- **ИСТОЧНИК**
СКАЗКА СКАЗОК
СКАЗКА СКАЗОК
Борис Ихлов
Читатель без труда обнаружит в интернете целую подборку виршей Пушкина с использованием непотребного инструментария: «К кастрату раз пришел скрыпач», «Анне Вульф», «Тень Баркова» и пр., честно говоря, невысокого качества. Их можно рассматривать как черновые наброски. Развитие же половой темы блестяще исполнил «резкий, охлажденный ум» гения в описании вполне себе современных реалий:
Иной имел мою Аглаю
За статный вид, за темный ус,
Иной – за деньги, понимаю,
Иной – за то, что был француз,
Клеон – умом ее стращая,
Дамис – за то, что нежно пел.
Теперь скажи, моя Аглая,
За что твой муж тебя имел?
Но сказка «Царь Никита и его сорок дочерей», бесспорно, принадлежит к лучшим образцам мировой литературы данного направления.
Сюжет основан на следующем: похотливый царь Никита «прижил сорок дочерей от разных матерей», дочки всем удались, но у царевен отсутствовала пися.
Царь Никита, прознав, запрещает придворным сообщать девицам, какая с ними беда, бабам обещает «вырезать язык», а «мужчинам что похуже».
А от бабок повивальных
Как узнал о том народ -
Всякий тут разинул рот,
Ахал, охал, дивовался,
А иной, хоть и смеялся,
Да тихонько, чтобы в путь
До Нерчинска не махнуть.
«Шилка и Нерчинск не страшны теперь…» - поют под шум баргузина пересекающие Байкал, в переводе с татарского «богатое озеро». Акатуй, Шилка, Нерчинск – отдаленные места в Сибири, где располагались легендарные рудники, куда на каторгу ссылали в том числе декабристов. Первая партия декабристов: Волконский С. Г., Трубецкой С. П., Оболенский Е. П., Артамон Муравьёв, Давыдов В. Л., Якубович А. И. и два брата Борисовых П. И и А. И. - была отправлена на Нерчинский завод, на Благодатский рудник. Прибыли они 25.10.1826, а через пять дней начали работать на руднике.
В новейшей истории в Нерчинске, в частности, была оборудована тюрьма НКВД.
Итак. Царевны подросли, царь собирает совет, чтобы решить, как вернуть детям приличие. Один из старых советников рекомендует обратиться к ведьме. Царь посылает на поиски гонцов. Поиски гонцов – лишь эпизод, здесь они не способ построения сюжета в фольклорных произведениях, не квест, хотя длятся несколько лет. Однажды царский посол набредает в глухом лесу на избушку, где обитает ведьма. Та соглашается помочь. Призванный ею бес приносит ведьме ларец с половыми органами, предназначенными для царских дочерей:
Сам принес он ей ларец,
Полный грешными вещами,
Обожаемыми нами.
Там их было всех сортов,
Всех размеров, всех цветов,
Всё отборные, с кудрями…
Ведьма все перебрала,
Сорок лучших оточла…
Вот истоки, отсюда и поименование филологического факультета пермского госуниверситета, прочно закрепившееся за ним: п…хранилище.

- **СОДЕРЖИМОЕ НАБОРА**
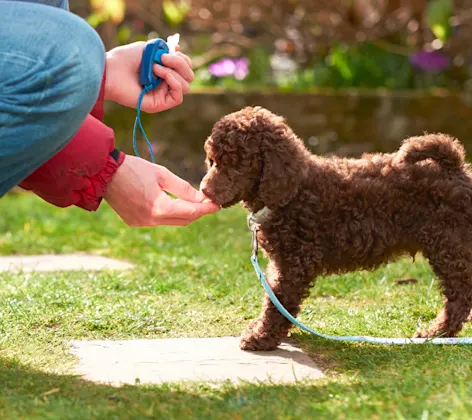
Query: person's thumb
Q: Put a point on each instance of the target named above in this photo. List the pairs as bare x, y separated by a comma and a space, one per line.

- **КОРОТКОЕ ЗАДАНИЕ 1**
Выпишите из текста о пушкинской сказке «Царь Никита и его сорок дочерей» все названия произведений Пушкина, которые в нем приведены.
- **КОРОТКОЕ ЗАДАНИЕ 2**
Продолжите текст о пушкинской сказке «Царь Никита и его сорок дочерей», начав сразу после его последнего предложения.
Этот материал с текстом источника никак не связан.

- **ОТВЕТ К ЗАДАНИЮ 1**
«К кастрату раз пришел скрыпач», «Анне Вульф», «Тень Баркова», «Царь Никита и его сорок дочерей»

- **ОТВЕТ К ЗАДАНИЮ 2**
По дороге гонец не уследил: писи превращаются в птичек, которые рассаживаются на дереве. Совершенно случайно проходящая мимо старуха с клюкой – огромный жизненный опыт! - дает ему совет: чтобы приманить птичек в ларец, им нужно показать мужской член. Что и было сделано.
Гонец привозит писи во дворец. На радостях царь Никита закатывает пир горой, пьют и закусывают неделю. Не забывает царь отблагодарить и гонца, и ведьму:
Из кунсткамеры в подарок
Ей послал в спирту огарок
(Тот, который всех дивил)…
«Чтобы понять, какой огарок получила колдунья, - пишет заинтересованный исследователь, - стоит вспомнить, что в Кунсткамере хранились заспиртованные анатомические редкости («Две ехидны, два скелета / Из того же кабинета»). С учетом эротического контекста нетрудно догадаться, что именно мужской половой орган и достался ведьме в награду». Но самое важное, конечно, то, что «стих написан четырехстопным хореем, который использован в сказках «О рыбаке и рыбке», «О царе Салтане», «О мертвой царевне и семи богатырях»… Поэма не могла быть издана, тем более, после восстания декабристов, она передавалась из рук в руки в рукописном варианте. Впервые 22 стиха опубликованы в 1858-м в «Библиографических записках». В том же году начало произведения появилось в «Русской библиотеке», издававшейся в Лейпциге. Полный текст опубликован в советское время в академическом издании».
Еще важнее, что «Царь Никита…» - фольклорная смесь (жанровая контаминация, читатель) сказки волшебной, сексуальной («заветной») и сказки общественно-бытовой, число сорок – архетипическое… Мда.
Разумеется, творение восходит к похабным народным стишкам, к бытовым народным анекдотам и сказкам, например, собранным Афанасьевым, в числе которых – «Волшебное кольцо», где присутствует образ ведьмы, а более всего – к сказкам Баркова «Девичья игрушка» которые Пушкин знал с детства.
В те стародавние времена, когда нехорошие слова заменяли благозвучными синонимами вроде «неглиже», «соитие», «достоинство», когда еще не знали таких оборотов речи, как «половой акт» или «они переспали», когда еще не использовали латинские термины, слово, обозначающее женский половой орган, либо заменяли многоточием, либо писали прямо, без обиняков.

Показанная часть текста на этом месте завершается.